EXTRAIT PRÉSENTÉ:
Il n'avait été élu à l'Académie qu'en 1683, au fauteuil de Colbert (siège 24). Il avait publié en 1666 des Contes en vers mais ce sont ses Fables qui, à juste titre, ont fait sa gloire.

Ses Fables contiennent 12 livres. les six premiers furent donnés en 1668, les livres VII à XI en 1678/1679 et les dernières fables réunies dans le livre XII en 1685 et 1694.

A partir du livre VII, les fables de La Fontaine, s'écartant davantage d'Esope et de Phèdre, prennent plus d'ampleur, s'enrichissent de confidences, de fresques épiques, de méditations philosophiques ou lyriques, de satires politiques et sociales. LaFontaine prend souvent parti pour les faibles, pour les petits, pour tous ceux qu'écrasent l'injustice des privilégiés.

DONNÉES FOURNIES:
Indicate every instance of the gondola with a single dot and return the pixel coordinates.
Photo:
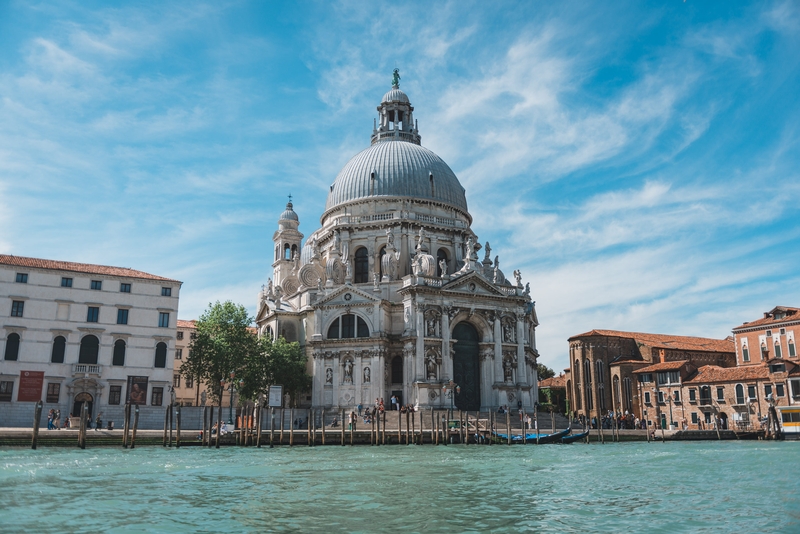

OBJECTIF DE L'EXERCICE: D'après l'extrait présenté, en quelle année les six premiers livres des Fables furent-ils donnés ?

RÉPONSE ATTENDUE: Les six premiers livres des Fables furent donnés en 1668.